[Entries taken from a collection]
- - - - - - -

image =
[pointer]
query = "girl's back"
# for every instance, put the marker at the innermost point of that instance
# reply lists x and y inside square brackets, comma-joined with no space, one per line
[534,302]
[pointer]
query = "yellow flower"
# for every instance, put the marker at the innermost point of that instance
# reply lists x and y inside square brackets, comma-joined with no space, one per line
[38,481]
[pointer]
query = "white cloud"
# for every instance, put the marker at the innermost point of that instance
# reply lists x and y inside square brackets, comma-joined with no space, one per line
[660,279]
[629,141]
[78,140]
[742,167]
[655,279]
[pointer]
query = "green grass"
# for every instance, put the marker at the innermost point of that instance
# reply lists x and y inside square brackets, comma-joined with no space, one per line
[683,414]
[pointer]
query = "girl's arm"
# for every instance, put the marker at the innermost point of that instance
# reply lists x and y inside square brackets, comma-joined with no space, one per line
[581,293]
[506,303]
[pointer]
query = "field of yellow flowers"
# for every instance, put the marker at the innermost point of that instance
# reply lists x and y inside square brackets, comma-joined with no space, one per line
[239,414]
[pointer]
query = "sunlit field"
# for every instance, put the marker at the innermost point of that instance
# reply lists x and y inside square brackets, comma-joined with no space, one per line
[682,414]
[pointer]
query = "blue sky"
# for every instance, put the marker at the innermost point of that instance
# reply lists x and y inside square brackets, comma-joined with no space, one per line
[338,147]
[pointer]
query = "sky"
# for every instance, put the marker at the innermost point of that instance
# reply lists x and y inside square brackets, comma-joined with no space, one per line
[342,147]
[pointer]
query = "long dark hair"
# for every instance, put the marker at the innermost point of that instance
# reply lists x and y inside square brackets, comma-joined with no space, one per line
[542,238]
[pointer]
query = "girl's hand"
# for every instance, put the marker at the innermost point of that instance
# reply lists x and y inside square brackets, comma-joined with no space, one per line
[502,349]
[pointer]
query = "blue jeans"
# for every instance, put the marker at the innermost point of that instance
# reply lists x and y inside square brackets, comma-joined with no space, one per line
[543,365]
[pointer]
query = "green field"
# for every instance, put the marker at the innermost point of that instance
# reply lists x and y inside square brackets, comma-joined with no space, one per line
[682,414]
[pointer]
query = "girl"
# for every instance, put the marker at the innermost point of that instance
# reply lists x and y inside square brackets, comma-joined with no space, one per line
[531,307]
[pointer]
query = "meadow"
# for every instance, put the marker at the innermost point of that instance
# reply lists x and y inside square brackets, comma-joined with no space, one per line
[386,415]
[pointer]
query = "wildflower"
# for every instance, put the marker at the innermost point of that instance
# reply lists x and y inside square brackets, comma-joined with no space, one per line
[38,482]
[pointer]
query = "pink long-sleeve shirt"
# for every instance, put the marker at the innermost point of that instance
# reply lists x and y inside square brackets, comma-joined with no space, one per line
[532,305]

- - - - - - -

- **What needs to be done**
If a line in the data contains the string "green", copy it.

- **Exercise output**
query = "green grass"
query = "green field"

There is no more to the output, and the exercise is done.